Objective 1
In the dialogue about Python's range(), what three things does a range object know?
Objective 2
Copy the passage of the range() dialogue from "I want exactly" to "guessing the endpoint.".

The warehouse has aisles numbered one through fifty. If I asked you to build a loop that processed every aisle, what would you write first?
I'd feel a strong urge to write [1, 2, 3, ...] out by hand and immediately know I was doing something wrong.
You'd be right to feel that. Python has range() for exactly this. You've used it before — for i in range(10) — but I want to peel it apart today because most people treat it as loop syntax and miss what it actually is.
I always thought of range() as part of the for statement. Like, the two come as a pair.
Range is a standalone object. It knows a start, a stop, and a step — and it calculates each number on demand without storing them all at once. A range(1, 1_000_000) uses roughly the same memory as range(1, 10). Three forms:
print(list(range(5))) # [0, 1, 2, 3, 4]
print(list(range(1, 6))) # [1, 2, 3, 4, 5]
print(list(range(0, 10, 2))) # [0, 2, 4, 6, 8]
The list() call — you're converting it to see it? What is it before that?
A range object. Not a list. Think of it as the warehouse knowing "aisles start at 1, go up to 50, step by 1" — you don't need fifty index cards in a drawer. You just need the rule. The loop or the conversion applies the rule when it needs actual numbers.
That's much more efficient for large sequences. If I'm generating a batch of SKUs — WH-001 through WH-500 — I don't need all five hundred strings sitting in memory at once.
Exactly. And SKU generation is the real use case today. Let's say Diane needs a fresh batch of warehouse codes: prefix "WH", starting at 1, count of 5. What would range() look like for that?
I want exactly count numbers starting at start. That's range(start, start + count) — I compute the stop from what I actually want rather than guessing the endpoint.

Record list
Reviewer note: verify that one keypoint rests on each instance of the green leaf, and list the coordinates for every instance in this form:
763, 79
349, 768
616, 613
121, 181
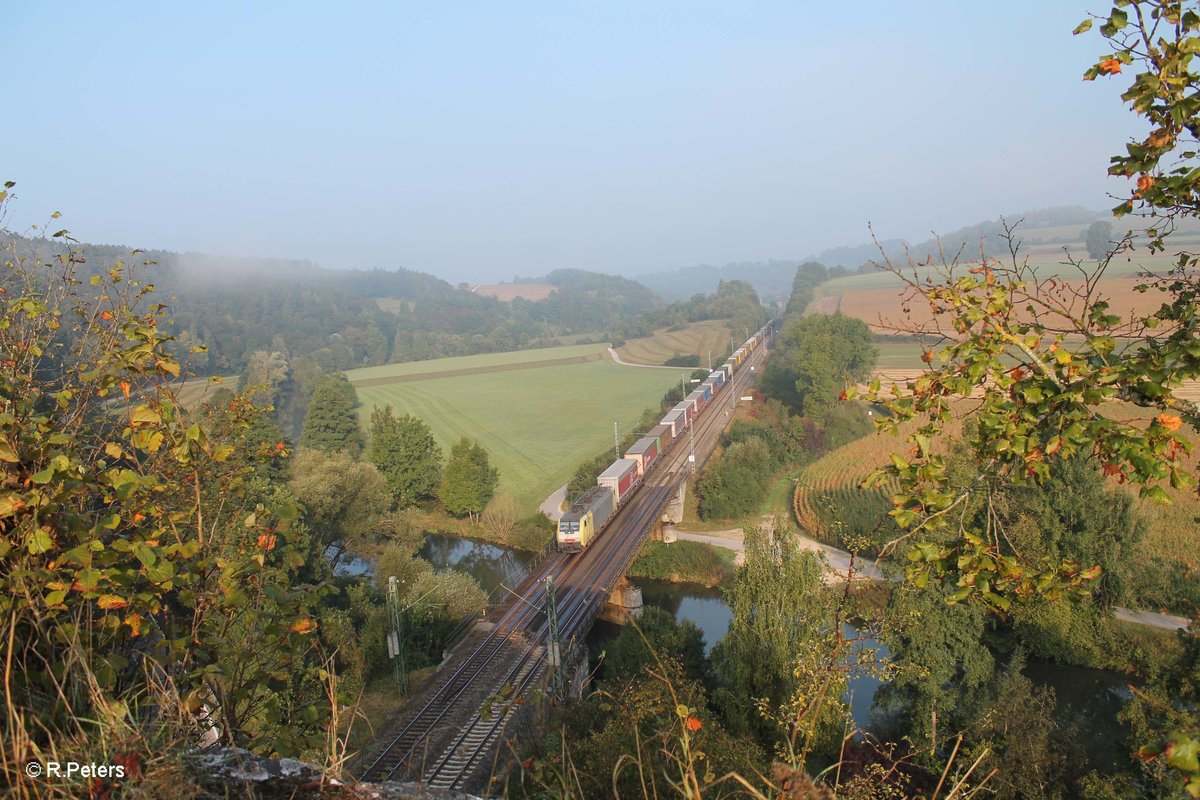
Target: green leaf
39, 541
1183, 753
144, 415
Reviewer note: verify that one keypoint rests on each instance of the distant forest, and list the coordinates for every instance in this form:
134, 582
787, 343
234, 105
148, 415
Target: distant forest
773, 278
324, 320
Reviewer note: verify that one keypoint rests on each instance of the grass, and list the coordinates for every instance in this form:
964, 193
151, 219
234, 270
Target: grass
899, 355
487, 360
195, 391
683, 561
696, 338
537, 422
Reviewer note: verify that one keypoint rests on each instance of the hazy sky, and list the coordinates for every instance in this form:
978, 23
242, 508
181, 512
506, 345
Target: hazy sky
479, 140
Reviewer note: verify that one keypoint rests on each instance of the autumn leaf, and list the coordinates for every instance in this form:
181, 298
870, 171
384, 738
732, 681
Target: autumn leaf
1169, 421
112, 602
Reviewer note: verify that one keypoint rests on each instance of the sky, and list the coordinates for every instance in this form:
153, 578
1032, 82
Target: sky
480, 140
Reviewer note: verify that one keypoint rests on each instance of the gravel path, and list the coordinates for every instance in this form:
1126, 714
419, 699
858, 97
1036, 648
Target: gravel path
838, 561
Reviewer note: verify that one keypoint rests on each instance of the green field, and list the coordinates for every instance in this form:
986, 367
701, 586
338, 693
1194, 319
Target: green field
899, 355
538, 422
696, 338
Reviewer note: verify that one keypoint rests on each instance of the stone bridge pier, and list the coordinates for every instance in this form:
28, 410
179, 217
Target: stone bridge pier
623, 605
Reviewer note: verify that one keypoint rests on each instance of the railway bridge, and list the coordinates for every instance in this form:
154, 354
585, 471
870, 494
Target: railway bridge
450, 733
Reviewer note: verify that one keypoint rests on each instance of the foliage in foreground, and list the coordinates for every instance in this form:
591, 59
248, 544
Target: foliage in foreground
138, 547
1042, 355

Exercise answer 1
A start, a stop, and a step.

Exercise answer 2
I want exactly count numbers starting at start. That's range(start, start + count) — I compute the stop from what I actually want rather than guessing the endpoint.